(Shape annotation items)
-------
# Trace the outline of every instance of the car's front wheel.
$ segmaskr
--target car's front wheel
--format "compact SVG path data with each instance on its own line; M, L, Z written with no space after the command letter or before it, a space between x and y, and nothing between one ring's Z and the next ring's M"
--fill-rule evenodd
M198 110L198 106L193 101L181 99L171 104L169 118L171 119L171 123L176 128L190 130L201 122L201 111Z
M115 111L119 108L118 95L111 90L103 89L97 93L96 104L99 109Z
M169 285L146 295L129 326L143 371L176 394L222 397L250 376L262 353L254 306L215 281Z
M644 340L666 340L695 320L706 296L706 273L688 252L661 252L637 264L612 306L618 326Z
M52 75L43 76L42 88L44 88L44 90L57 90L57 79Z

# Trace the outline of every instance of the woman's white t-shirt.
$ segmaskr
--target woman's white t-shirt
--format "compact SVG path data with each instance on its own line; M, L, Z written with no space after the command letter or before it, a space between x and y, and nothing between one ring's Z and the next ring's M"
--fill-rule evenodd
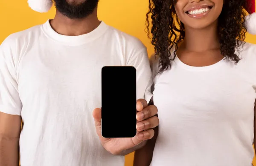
-------
→ **AIM OF THE TASK**
Can you print, word for word, the part of the items that runs from the very start through the line containing "M52 75L43 76L42 88L44 88L44 90L57 90L57 79Z", both ends included?

→ **EXERCISE SOLUTION**
# Trace the outline of every instance of the car's front wheel.
$ segmaskr
--target car's front wheel
--format "compact SVG path data with each instance on its own line; M, L, Z written with no space after the command letter or before it, a space between x and y, and nothing between one ring's Z and the next ring's M"
--fill-rule evenodd
M198 110L198 106L193 101L181 99L171 104L169 118L171 119L171 123L176 128L190 130L201 122L201 111Z
M115 111L119 108L118 95L111 90L103 89L97 93L96 104L99 109Z
M169 285L146 295L129 326L143 371L176 394L222 397L250 376L262 353L254 306L215 281Z
M644 340L666 340L695 320L706 296L706 273L688 252L661 252L637 264L612 306L618 326Z
M52 75L43 76L42 88L44 88L44 90L57 90L57 79Z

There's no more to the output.